• **AUSZUG**:
------------------------
Ich glaube das die dort nun neue Baumpflanzen aufpflanzen    werden ,wie in andern Bereichen auch .Aber dann bitte ich alle Biker, sich von den Bereichen fern zuhalten, nicht das es noch zu größeren Problemen kommt.Es gibt ja im Wald auch noch andere Wege.
Gruß
Deister Koffer


----------



## Acki (7. April 2008)

Hallo Mitbiker,

ich würde vorschlagen, *dass jeder, der Lust hat, beim nächsten Ritt ein paar Äste auf den zerstörten Trails aus dem Weg räumt*.
So dauert es bestimmt nicht lange, bis sie wieder gut fahrbar sind. Viele große Sprünge sind zwar nun im Nirvana, aber trotzdem machen die Strecken ja auch so genug Spaß.
Wir lassen uns doch nicht einfach so aus dem Wald vertreiben !!!

Also, fahrt alle schön weiter die Trails, damit die Trottel merken, dass sie mit ihrer Aktion zur nachhaltigen Verhinderung der Bodenerrosion nichts erreicht haben !!!

Hier mal ein kleiner Eindruck von der Vorgehensweise der werten Herren.
Die Spuren des Harvesters sind natürlich klein im Vergleich zu denen der Mountainbikes.


----------



## hoerman2201 (7. April 2008)

Acki schrieb:


> , damit die Trottel merken, dass sie mit ihrer Aktion zur nachhaltigen Verhinderung der Bodenerrosion nichts erreicht haben .


 

 bei allem frust, wir sollten schon versuchen sachlich zu bleiben


----------



## exto (7. April 2008)
------------------------
• **BEREITGESTELLTE DATEN**:
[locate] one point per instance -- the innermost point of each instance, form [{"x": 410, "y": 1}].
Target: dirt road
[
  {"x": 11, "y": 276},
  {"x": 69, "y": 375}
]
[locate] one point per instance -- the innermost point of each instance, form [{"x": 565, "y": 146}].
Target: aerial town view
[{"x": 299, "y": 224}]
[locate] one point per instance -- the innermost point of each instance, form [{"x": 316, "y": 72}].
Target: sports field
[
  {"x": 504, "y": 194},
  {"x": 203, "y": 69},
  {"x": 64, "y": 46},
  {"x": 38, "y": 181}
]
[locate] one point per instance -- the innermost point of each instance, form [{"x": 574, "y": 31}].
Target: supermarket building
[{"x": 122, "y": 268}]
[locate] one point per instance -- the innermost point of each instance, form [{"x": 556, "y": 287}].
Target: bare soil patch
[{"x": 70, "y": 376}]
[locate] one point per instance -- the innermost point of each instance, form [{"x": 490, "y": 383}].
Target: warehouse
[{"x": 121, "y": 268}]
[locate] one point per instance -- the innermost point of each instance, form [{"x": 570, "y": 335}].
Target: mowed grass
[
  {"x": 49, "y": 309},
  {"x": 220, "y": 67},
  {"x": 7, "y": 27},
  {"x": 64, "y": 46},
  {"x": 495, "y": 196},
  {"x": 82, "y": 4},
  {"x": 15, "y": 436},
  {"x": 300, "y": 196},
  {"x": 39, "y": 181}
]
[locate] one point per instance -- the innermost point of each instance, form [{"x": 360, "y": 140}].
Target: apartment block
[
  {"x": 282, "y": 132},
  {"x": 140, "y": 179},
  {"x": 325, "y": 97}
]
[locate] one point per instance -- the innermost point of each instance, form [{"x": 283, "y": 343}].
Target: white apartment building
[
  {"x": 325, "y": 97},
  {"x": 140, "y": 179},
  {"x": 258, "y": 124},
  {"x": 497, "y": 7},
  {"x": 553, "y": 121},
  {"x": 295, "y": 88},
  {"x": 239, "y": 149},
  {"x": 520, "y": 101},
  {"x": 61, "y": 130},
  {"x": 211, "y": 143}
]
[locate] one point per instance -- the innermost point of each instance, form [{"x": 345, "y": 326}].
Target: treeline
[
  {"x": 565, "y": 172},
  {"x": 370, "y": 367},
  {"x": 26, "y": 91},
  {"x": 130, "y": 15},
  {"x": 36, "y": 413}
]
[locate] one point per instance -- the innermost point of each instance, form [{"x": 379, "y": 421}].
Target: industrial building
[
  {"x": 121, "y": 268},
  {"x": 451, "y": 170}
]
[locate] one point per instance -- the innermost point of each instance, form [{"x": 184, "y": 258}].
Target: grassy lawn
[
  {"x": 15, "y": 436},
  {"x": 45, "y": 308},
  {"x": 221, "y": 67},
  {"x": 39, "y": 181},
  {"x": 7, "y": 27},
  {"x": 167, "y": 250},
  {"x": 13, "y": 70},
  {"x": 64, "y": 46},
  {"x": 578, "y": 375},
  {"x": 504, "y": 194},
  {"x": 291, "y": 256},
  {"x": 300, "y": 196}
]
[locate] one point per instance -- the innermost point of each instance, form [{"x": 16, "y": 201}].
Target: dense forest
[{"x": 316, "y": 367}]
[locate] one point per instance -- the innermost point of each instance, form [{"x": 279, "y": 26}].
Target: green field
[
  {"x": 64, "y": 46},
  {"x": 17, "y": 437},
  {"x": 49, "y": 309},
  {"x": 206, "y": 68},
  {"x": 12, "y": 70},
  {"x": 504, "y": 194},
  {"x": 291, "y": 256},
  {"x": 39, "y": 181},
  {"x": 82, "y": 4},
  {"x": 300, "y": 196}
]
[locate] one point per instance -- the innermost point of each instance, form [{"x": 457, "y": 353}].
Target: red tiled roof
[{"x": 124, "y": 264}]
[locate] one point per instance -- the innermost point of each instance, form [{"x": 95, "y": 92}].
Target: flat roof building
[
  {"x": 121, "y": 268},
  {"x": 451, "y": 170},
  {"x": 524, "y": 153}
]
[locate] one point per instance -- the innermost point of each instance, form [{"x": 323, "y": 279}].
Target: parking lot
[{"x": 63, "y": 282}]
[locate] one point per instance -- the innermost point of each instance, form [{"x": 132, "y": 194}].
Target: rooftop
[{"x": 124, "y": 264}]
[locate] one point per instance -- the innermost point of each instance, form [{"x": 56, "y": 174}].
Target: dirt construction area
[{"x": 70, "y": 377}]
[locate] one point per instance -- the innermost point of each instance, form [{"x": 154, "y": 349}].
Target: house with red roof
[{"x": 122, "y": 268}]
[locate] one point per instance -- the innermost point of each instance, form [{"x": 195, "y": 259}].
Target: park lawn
------------------------
• **AUFGABE 1**: Was soll laut Ackis Vorschlag im Auszug jeder beim nächsten Ritt tun?
• **AUFGABE 2**: Gib den Absatz des Auszugs, der mit „Ich glaube das die dort“ beginnt, kürzer in Form einer Liste wieder.
• **AUFGABE 3**: Schreib aus dem Auszug die Stelle ab, die bei den Worten „Also, fahrt alle“ anfängt und nach „hoerman2201 (7. April 2008)“ endet.

• **RICHTIGE ANTWORT 1**: Ein paar Äste auf den zerstörten Trails aus dem Weg räumen.

• **RICHTIGE ANTWORT 2**:
- Vermutung: Dort werden wie in anderen Bereichen neue Bäume gepflanzt.
- Bitte an alle Biker, diese Bereiche zu meiden, damit es nicht zu größeren Problemen kommt.
- Im Wald gibt es noch andere Wege.

• **RICHTIGE ANTWORT 3**:
Also, fahrt alle schön weiter die Trails, damit die Trottel merken, dass sie mit ihrer Aktion zur nachhaltigen Verhinderung der Bodenerrosion nichts erreicht haben !!!

Hier mal ein kleiner Eindruck von der Vorgehensweise der werten Herren.
Die Spuren des Harvesters sind natürlich klein im Vergleich zu denen der Mountainbikes.


----------



## hoerman2201 (7. April 2008)